Wednesday, September 14, 2005

Heard on my street

Champaign-Urbana has a lot of live jazz going on, outside of what you would expect from a major university town with a facility like the Krannert Center for the Performing Arts at the University of Illinois. (It's the hometown of Brother Jack McDuff and Cecil Bridgewater, too.)

While it lasted, I used to catch pianist Simon Rowe and his trio, which played every Wednesday night for several months at Jackson's Ribs -N- Tips a few blocks from my house. (Great food besides the music. Try the smothered pork chops for lunch.)

Rowe, who's originally from Australia and has since moved to Minnesota, started a little jazz record label, Catalyst Productions, with the idea of producing disks from some outstanding Midwest musicians who aren't well known nationally. You can generally find them on Amazon.

I picked up three, including the Simon Rowe Trio's "Flamingo," a CD where Rowe, who's comparable to Mulgrew Miller, bassist John Huber and drummer Peter Wilhoit, both quite good, have at a Rowe composition "The Visit", standards like "God Bless the Child" (done up tempo) and some less-often-played goodies such as Sam Rivers's "Beatrice" and "Tequila." The version of "The Most Beautiful Girl in the World" on here is super. If you're having a rotten day, this disk would be a good antidote.

Tuesday, September 13, 2005

Vijay's way

A JazzTimes piece on pianist and composer Vijay Iyer, who's got to be the only jazz musician with a PhD in music AND cognitive science, prompted me to pick up his new CD "Reimagining." It's one of the most interesting things I've heard this year, adventurous 21st century jazz bordering on, and sometimes in, the avant-garde.

"Revolutions" and "Inertia," which open the session, remind me of The Bad Plus, high volume, dense, group-oriented sonic explorations in a jazz context. "Song for Midwood" works some Indian rhythms (Iyer's parents are Indian immigrants) into a McCoy Tynerish-sounding piece and he continues to do so elsewhere ("The Big Almost") on the disk, which is attention grabbing from beginning to end. All the compositions are Iyer's, except for a near-classical recasting of John Lennon's "Imagine."

As a pianist, I don't believe Iyer can be pigeonholed, but if you think of a mix of Tyner, Herbie Hancock, Chick Corea and Dave Brubeck you've got an idea. Rudresh Mahanthappa is powerful and creative on alto sax in a Tony Malaby or Joshua Redman way and Stephan Crump and Marcus Gilmore are a perfect fit on bass and drums. This is special stuff.

Sunday, September 11, 2005

More Lomax goodies

When I bought the Alan Lomax recording collection "Prison Songs Volume One: Murderous Home" from Rounder I also bought "Alan Lomax: Blues Songbook," a two-CD sampler of the legendary in-field recordings made by Lomax and his father John.

With cuts from Lead Belly and Muddy Waters, Mississippi Fred McDowell, David "Honeyboy" Edwards, Jelly Roll Morton, Skip James, Blind Willie McTell and a host of other blues notables, it's a gem of a collection that I recommend highly. The sound is improved nicely and the extensive liner notes are an education.

# # # #

WHAT TO PRODUCE: In the jazz blog posts above, what is the name of the record label Simon Rowe started?

DATA LINES:
# # # #

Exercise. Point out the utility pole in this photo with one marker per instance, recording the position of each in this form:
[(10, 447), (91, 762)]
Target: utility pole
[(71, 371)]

# # # #

SOLUTION TO THIS TASK: Catalyst Productions